Photo labels with bounding boxes:
------------------------------------------------------------

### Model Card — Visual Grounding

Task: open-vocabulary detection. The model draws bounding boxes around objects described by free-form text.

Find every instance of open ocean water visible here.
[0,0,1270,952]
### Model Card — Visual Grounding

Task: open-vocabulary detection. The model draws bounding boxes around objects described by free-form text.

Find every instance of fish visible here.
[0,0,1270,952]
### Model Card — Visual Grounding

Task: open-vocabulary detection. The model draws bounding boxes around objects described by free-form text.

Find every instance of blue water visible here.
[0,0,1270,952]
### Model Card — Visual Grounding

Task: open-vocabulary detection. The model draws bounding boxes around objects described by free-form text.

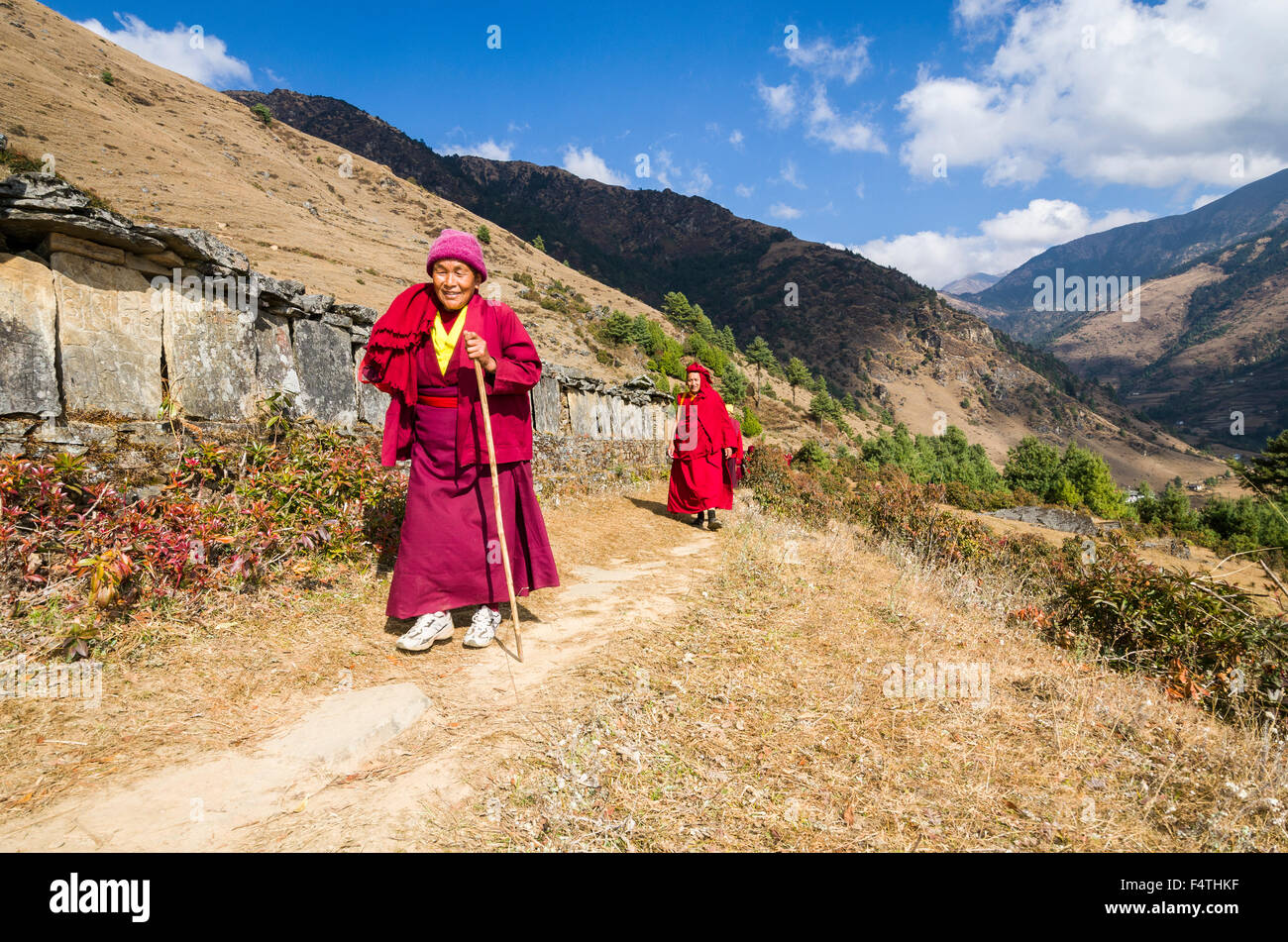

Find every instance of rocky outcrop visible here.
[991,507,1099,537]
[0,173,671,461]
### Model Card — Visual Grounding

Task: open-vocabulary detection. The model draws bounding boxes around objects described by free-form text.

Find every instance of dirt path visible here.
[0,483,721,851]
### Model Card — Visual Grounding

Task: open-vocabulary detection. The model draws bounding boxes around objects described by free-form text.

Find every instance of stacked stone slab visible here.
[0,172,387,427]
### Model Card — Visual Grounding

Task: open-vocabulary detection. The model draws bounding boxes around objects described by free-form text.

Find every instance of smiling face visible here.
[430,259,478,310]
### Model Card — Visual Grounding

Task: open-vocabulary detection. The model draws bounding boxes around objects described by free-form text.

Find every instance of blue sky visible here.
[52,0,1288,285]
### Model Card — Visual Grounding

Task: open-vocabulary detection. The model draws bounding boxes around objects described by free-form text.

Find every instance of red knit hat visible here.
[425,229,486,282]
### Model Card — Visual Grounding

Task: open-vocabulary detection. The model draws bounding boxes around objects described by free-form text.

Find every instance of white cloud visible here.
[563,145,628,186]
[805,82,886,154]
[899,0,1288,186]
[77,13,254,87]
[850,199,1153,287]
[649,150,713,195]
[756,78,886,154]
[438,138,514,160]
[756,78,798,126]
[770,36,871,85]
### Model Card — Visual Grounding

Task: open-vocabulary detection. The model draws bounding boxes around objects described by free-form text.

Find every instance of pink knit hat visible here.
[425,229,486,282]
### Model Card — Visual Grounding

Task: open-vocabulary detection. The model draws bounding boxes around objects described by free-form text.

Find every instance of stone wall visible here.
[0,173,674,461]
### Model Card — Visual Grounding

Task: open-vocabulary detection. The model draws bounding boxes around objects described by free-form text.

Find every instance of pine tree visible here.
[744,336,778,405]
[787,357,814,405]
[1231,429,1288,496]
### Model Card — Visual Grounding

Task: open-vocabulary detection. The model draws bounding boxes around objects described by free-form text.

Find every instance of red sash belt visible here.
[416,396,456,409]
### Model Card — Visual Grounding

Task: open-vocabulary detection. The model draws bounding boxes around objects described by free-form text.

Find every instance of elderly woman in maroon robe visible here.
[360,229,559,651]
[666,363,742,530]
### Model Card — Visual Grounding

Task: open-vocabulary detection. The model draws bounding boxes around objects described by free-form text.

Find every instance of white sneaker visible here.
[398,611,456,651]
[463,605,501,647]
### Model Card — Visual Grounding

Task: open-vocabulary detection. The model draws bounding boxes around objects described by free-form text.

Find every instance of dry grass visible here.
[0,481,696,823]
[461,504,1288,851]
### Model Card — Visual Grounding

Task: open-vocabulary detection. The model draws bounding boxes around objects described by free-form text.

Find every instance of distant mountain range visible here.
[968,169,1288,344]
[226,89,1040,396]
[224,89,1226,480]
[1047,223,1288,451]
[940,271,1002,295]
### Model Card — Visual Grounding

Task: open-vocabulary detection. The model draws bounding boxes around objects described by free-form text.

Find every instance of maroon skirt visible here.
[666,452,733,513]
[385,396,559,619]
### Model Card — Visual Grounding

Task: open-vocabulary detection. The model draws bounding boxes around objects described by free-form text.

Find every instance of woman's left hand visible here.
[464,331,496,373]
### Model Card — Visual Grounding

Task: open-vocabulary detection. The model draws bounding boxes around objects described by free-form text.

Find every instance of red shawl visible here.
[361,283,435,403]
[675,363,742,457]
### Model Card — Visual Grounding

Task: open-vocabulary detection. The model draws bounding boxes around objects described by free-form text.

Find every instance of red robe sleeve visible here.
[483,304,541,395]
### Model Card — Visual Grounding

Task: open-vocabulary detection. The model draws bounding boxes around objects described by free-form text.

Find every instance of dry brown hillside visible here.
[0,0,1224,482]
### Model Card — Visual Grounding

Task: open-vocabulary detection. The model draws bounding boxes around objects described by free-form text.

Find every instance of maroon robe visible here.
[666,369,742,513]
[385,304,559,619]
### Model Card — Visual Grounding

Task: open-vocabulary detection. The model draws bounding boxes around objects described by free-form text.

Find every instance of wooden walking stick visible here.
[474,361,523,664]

------------------------------------------------------------

§ EXERCISE TASK
Copy the material above from its first line through the line containing "[770,36,871,85]", adding 108 to every number in the bounding box coordinates and keeping all other lines unchanged. Leave the pictures out of your copy.

§ ANSWER TO THE PROBLEM
### Model Card — Visual Grounding

Task: open-vocabulary detection. The model draws bounding boxes around objects described by free-form text.

Find every instance of open ocean water visible here.
[108,108,1378,1060]
### Model Card — Visual Grounding

Task: open-vocabulary detection. The model draws bounding boxes around objects described by free-form text.

Find every instance of fish visible here.
[108,108,1378,1060]
### Model Card — Visual Grounding

Task: open-vocabulary detection. The model draws bounding boxes around objects described by free-form text.

Find every instance of blue water visible here.
[108,108,1378,1060]
### Model Card — Visual Grounding

Task: open-vocabulary detection. The model draws bounding boxes around objects described by free-form text.


Find every instance of rocky outcrop visible here.
[1099,615,1207,645]
[108,281,779,569]
### Model Card — Visual Grounding

Task: open-vocabulary detection. The model draws bounding boxes around objects described by free-form text.

Find every instance of dirt path visible here.
[108,591,829,959]
### Model Card — Visual Grounding

Task: open-vocabulary detection. The model draws bounding boxes around objects described by free-form text.

Find every instance of stacked stone slab visible here.
[108,280,495,535]
### Model Card — Visual Grounding

Task: open-vocabulary detection. The model draws bounding boxes around objects described by free-form text.

Find every instance of smiling face visible here.
[538,367,586,418]
### Model Card — Visual Grounding

Task: open-vocabulary detection. The model draws bounding boxes around objects described by free-form text.

Find every instance of blue sky visible here.
[160,108,1396,393]
### Model Card — Visual Grounding

Task: open-vocabulary detection. The model draws bounding boxes around objects described by free-form text.

Find every instance of red knit hat visible here.
[533,337,594,390]
### Model Card — Visual Grounding

Task: open-vocabulary detection. The model draws bounding boxes around objects described by free-form text.

Find every instance of white cloud visible here.
[671,253,736,294]
[913,190,994,262]
[1007,108,1396,294]
[185,121,362,195]
[958,307,1261,395]
[757,258,821,303]
[864,186,994,262]
[546,246,622,268]
[864,186,906,234]
[878,144,979,193]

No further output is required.